Write every entry out again, exactly as given.

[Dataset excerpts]
====

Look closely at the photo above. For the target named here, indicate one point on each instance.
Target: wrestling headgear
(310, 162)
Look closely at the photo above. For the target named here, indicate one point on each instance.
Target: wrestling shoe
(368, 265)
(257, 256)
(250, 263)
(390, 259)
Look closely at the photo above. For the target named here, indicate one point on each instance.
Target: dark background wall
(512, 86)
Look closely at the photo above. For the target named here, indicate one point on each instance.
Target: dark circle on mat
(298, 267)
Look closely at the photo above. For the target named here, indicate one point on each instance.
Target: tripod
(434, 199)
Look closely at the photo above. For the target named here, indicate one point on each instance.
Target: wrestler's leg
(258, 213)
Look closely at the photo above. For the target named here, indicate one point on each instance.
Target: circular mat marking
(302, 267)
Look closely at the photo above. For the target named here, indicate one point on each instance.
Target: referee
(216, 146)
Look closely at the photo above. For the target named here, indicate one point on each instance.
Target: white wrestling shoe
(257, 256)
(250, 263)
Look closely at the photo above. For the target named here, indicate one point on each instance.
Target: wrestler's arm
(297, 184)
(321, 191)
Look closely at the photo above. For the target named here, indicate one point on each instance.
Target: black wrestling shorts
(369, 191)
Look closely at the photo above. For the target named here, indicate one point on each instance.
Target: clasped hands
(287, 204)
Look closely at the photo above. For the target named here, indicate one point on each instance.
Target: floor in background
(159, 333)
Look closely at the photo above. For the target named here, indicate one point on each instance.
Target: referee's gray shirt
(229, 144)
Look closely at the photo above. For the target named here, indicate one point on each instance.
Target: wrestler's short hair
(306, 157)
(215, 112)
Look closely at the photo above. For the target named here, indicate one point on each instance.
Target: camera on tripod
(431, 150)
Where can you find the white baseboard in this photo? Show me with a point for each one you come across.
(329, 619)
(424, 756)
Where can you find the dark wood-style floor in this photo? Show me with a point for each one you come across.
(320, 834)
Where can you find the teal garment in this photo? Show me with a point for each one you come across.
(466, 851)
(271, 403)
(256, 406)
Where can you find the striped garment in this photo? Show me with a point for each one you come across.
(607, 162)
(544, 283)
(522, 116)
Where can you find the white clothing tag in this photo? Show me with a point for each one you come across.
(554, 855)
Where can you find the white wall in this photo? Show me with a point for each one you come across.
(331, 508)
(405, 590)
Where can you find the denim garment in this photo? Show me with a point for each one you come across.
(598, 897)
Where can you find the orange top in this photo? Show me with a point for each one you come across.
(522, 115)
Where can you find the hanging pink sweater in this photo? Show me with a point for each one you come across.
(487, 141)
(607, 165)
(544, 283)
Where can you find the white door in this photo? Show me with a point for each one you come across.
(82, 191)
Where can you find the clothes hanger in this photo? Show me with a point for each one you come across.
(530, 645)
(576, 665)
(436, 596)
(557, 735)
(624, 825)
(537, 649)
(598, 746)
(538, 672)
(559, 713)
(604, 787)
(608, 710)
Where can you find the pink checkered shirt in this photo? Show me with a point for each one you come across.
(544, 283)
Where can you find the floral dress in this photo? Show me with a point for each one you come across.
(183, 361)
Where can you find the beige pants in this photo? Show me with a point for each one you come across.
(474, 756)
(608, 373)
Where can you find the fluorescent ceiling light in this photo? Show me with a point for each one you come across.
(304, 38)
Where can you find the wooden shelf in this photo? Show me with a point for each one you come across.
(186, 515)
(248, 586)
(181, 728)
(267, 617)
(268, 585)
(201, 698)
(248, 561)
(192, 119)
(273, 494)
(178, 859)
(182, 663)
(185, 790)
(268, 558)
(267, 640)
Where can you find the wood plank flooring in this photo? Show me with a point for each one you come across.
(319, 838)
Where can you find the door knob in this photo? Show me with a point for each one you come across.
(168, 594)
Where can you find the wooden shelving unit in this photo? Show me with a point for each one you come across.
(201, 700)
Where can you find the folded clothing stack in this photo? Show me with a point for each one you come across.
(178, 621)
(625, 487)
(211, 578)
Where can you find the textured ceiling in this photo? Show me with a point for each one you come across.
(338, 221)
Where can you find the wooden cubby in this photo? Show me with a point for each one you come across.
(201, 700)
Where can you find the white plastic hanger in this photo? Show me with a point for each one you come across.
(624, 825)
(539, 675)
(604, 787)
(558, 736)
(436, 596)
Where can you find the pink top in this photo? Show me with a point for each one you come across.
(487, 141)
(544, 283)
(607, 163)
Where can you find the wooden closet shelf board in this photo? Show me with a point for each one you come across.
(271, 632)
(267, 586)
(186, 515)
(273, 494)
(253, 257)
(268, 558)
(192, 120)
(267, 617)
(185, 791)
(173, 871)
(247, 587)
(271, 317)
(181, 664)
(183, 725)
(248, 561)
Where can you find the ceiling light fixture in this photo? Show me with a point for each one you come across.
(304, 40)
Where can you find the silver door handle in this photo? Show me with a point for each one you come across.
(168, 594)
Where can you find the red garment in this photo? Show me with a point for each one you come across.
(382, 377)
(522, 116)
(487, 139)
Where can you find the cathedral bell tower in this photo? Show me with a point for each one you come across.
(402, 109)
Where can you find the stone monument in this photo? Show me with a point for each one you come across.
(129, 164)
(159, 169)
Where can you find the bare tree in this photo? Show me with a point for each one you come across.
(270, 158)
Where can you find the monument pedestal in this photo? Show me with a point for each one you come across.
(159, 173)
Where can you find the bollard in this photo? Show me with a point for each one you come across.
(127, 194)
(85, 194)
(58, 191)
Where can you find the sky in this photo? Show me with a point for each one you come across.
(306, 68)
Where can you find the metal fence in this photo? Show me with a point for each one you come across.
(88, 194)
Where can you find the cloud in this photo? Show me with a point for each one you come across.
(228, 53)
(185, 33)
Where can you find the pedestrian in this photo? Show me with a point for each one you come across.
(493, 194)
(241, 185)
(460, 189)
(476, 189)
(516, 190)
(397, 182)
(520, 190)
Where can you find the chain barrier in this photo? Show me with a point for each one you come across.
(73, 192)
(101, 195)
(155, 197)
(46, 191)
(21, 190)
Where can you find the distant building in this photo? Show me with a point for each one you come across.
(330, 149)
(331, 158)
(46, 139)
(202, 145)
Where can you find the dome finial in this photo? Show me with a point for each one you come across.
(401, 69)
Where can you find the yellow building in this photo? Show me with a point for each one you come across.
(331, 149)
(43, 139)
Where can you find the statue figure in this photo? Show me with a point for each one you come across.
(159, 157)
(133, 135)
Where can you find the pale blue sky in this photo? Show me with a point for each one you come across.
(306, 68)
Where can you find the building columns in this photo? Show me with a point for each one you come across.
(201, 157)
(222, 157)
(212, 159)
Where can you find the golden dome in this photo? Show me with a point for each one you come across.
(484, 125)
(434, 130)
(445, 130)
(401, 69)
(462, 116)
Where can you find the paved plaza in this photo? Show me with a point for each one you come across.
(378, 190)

====

TASK ANSWER:
Look closely at the photo above. For the target named here, indicate one point on each instance.
Target: wrestling headgear
(310, 162)
Look closely at the photo above. For the target named here, indicate one point on each instance.
Target: wrestling shoe
(368, 265)
(257, 256)
(250, 263)
(390, 259)
Look closely at the photo above. For the target named here, indicate one point on each instance.
Target: dark background wall
(512, 86)
Look closely at the photo above. For the target named here, indicate one point on each instance.
Target: dark circle on mat
(298, 267)
Look closely at the photo above. For the target named here, indicate one point on each instance.
Target: tripod
(434, 199)
Look closely at the photo above. For the target named here, indicate one point on each instance.
Target: wrestler's leg
(258, 213)
Look closely at the photo above. For the target named here, indicate one point on each instance.
Target: circular mat marking
(302, 267)
Look closely at the photo above. For the target named here, indicate one point on each instance.
Target: referee
(216, 146)
Look closely at the photo above. For the target named here, indicate one point on each instance.
Target: white wrestling shoe
(257, 256)
(250, 263)
Look closely at the photo above. For the target named here, indicate one point on each instance.
Target: wrestler's arm
(297, 184)
(321, 191)
Look closely at the photo above. For the target named here, indicate one point on each instance.
Target: black wrestling shorts
(369, 191)
Look closely at the photo above. For the target named here, indicate one point on each instance.
Target: clasped hands
(287, 204)
Look closely at the photo above. For the target named here, indicate one point on each instance.
Target: floor in background
(159, 333)
Look closely at the photo above. For the target named here, indicate one point on each instance.
Target: referee's gray shirt
(229, 144)
Look closely at the photo above. For the target named here, indicate one point on each instance.
Target: wrestler's short hair
(306, 157)
(215, 112)
Look closely at the photo above. For the target named here, indicate one point on each instance.
Target: camera on tripod
(431, 150)
Where can you find the white baseboard in this photo? Show me with a point for each one you come across.
(329, 619)
(424, 756)
Where can you find the dark wood-style floor in this photo? Show me with a point for each one you come across.
(320, 834)
Where can you find the teal garment in this photo? Show me with a point for each one you come across.
(466, 851)
(271, 403)
(256, 406)
Where can you find the striped garment in this photo? Show me with a point for each one you come across.
(607, 162)
(544, 283)
(522, 116)
Where can you find the white clothing tag in this photo? Show me with a point for each one you come across.
(554, 855)
Where can you find the white wall in this photo? Show me with a point for each one you come across.
(331, 508)
(405, 590)
Where can you find the denim garment in this photo? Show me with a point for each one you come across.
(598, 897)
Where can you find the orange top in this photo? Show me with a point for each one you come across.
(522, 115)
Where can you find the hanging pink sweater in this photo? Show me with a point for each one you come across.
(487, 141)
(607, 165)
(544, 283)
Where can you find the white door in this photo? Show me with a point for each one you come across.
(82, 191)
Where can you find the clothes hanger in this photo? Show me with a point for each one you come across.
(530, 645)
(576, 665)
(436, 596)
(557, 735)
(624, 825)
(537, 649)
(598, 746)
(538, 672)
(559, 713)
(604, 787)
(608, 710)
Where can you find the pink checkered shirt in this photo? Show me with a point for each one you come across.
(544, 283)
Where can you find the floral dress in this photo? Show me with a point for each one you come across.
(183, 361)
Where can you find the beige pants in this photo? Show me with a point for each one you come across.
(474, 756)
(608, 373)
Where can you find the fluorescent ceiling light in this photo? Show me with a point for each one you come across.
(304, 38)
Where can you find the wooden shelf in this photo? Show me with a point for each one you come across.
(186, 515)
(248, 586)
(181, 728)
(267, 617)
(268, 585)
(201, 698)
(248, 561)
(192, 119)
(273, 494)
(178, 859)
(182, 663)
(185, 790)
(268, 558)
(267, 640)
Where can you find the wood plank flooring in this photo? Show me with a point for each one you come across.
(319, 838)
Where can you find the door knob in this photo? Show me with a point for each one you come across.
(168, 594)
Where can you find the wooden shelving unit in this photo? Show me with a point for each one you come across.
(201, 700)
Where can you find the folded clothing stack in this photo? Show me with a point for each one you come across.
(178, 621)
(625, 487)
(211, 578)
Where can you find the textured ceiling in this photo? Show me with a point for each one you come across.
(338, 221)
Where can you find the wooden cubby in this photo? Show me with a point for each one you come across.
(201, 700)
Where can you find the white plastic hanger in this photo? Show me with a point for each one you come across.
(624, 825)
(539, 675)
(604, 787)
(558, 736)
(436, 596)
Where can you find the pink top in this photo? Show me with a point for each one you come across.
(487, 141)
(544, 283)
(607, 163)
Where can you find the wooden closet shelf board in this photo? Show me with a point for each one you come across.
(271, 632)
(267, 586)
(186, 515)
(273, 494)
(253, 257)
(268, 558)
(192, 120)
(267, 617)
(185, 791)
(173, 871)
(247, 587)
(271, 317)
(181, 664)
(183, 725)
(248, 561)
Where can you find the ceiling light fixture in this photo? Show me with a point for each one you come across.
(304, 40)
Where can you find the silver door handle in this photo? Show me with a point for each one you come across.
(168, 594)
Where can you find the red garment in this photo? Show me with a point for each one you come across.
(382, 377)
(522, 116)
(487, 139)
Where can you find the cathedral bell tower in this photo? Show me with a point for each one you come across.
(402, 109)
Where can you find the stone monument in this photo? Show me with a point for each one you come across.
(129, 164)
(159, 169)
Where can you find the bare tree in this photo? Show me with a point for each one you come across.
(270, 158)
Where can you find the monument pedestal in this photo? Show me with a point for each one you come across.
(159, 173)
Where can you find the bollard in this photo? Show me with a point for each one you come across.
(127, 194)
(85, 194)
(58, 191)
Where can you find the sky in this photo? Show me with a point for each one you come across.
(306, 68)
Where can you find the metal fence in this photo? Show me with a point for each one you come across.
(88, 194)
Where can you find the cloud in this photo? Show me with a point for each one you come across.
(228, 53)
(185, 33)
Where can you find the pedestrian in this photo? Show me with a point for each one you come across.
(493, 194)
(241, 185)
(460, 189)
(476, 189)
(516, 190)
(397, 182)
(520, 190)
Where can you find the chain barrier in this photo? Show me with a point for each one you come across.
(73, 192)
(101, 195)
(155, 197)
(46, 191)
(21, 190)
Where can you find the distant building in this photo? Show me with a point for each one you come across.
(330, 149)
(331, 158)
(46, 139)
(202, 145)
Where can you find the dome finial in this photo? Show me with a point for each one you come across.
(401, 69)
Where can you find the yellow building in this photo? Show me with a point for each one you come across.
(331, 149)
(43, 139)
Where can you find the statue figure in this photo? Show me with a point for each one you come across.
(159, 157)
(133, 135)
Where can you find the pale blue sky in this photo? Show me with a point for each one you come across.
(306, 68)
Where can you find the building columns in this photo? Show me with a point for each one you come across.
(201, 157)
(222, 157)
(212, 159)
Where can you find the golden dome in this photo? Show me with a point for each one you come across.
(484, 125)
(434, 130)
(445, 130)
(401, 69)
(462, 116)
Where can you find the paved plaza in this photo? Show me with a point for each one you come across.
(378, 190)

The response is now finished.